Listed records:
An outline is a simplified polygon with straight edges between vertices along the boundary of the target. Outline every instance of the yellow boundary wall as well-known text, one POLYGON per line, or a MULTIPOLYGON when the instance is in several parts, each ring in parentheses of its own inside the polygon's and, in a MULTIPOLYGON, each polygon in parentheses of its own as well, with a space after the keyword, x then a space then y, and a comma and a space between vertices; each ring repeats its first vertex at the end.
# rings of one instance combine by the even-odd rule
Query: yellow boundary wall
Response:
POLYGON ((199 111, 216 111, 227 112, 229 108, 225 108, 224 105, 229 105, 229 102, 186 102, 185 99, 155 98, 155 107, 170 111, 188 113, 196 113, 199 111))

==

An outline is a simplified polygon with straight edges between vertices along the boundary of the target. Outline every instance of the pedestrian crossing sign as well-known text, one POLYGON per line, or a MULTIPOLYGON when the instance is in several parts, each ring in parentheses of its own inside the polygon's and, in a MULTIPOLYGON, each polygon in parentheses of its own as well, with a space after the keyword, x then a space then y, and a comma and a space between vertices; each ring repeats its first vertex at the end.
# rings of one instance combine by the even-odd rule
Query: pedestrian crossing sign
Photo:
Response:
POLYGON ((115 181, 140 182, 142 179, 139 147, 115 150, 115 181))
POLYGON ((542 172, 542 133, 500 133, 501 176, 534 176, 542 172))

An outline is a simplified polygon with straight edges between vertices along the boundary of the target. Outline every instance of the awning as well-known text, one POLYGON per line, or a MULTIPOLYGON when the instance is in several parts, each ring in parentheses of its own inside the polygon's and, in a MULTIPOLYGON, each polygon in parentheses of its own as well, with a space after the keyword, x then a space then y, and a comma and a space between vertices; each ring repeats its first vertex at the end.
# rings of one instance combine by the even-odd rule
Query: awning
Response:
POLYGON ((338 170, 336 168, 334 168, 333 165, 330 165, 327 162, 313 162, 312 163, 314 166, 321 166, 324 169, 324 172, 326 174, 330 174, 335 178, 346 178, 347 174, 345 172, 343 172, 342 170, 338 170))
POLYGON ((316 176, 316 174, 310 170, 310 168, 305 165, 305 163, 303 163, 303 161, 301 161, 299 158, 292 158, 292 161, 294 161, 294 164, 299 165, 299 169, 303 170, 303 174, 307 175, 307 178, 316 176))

Given task:
Copy the entry lines verbatim, beginning at the line that contains "of the yellow" and stopping after the line that contains "POLYGON ((199 111, 216".

Solved problem:
An outline is a simplified polygon with straight edges between vertices along the boundary of the target. Outline every instance of the yellow boundary wall as well-known text, one POLYGON per line, or a MULTIPOLYGON when the instance is in several parts, each ring in parentheses of its own inside the polygon's and, in a MULTIPOLYGON, each polygon in parentheses of its own as well, with a space after the keyword, x then a space then y, and a comma and a space between vertices; each ring repeats its first vertex at the end.
# rings of one instance combine by the even-odd rule
Query: yellow boundary wall
Response:
POLYGON ((199 111, 216 111, 227 112, 229 108, 225 108, 224 105, 229 105, 229 102, 186 102, 185 99, 155 98, 155 107, 170 111, 188 113, 196 113, 199 111))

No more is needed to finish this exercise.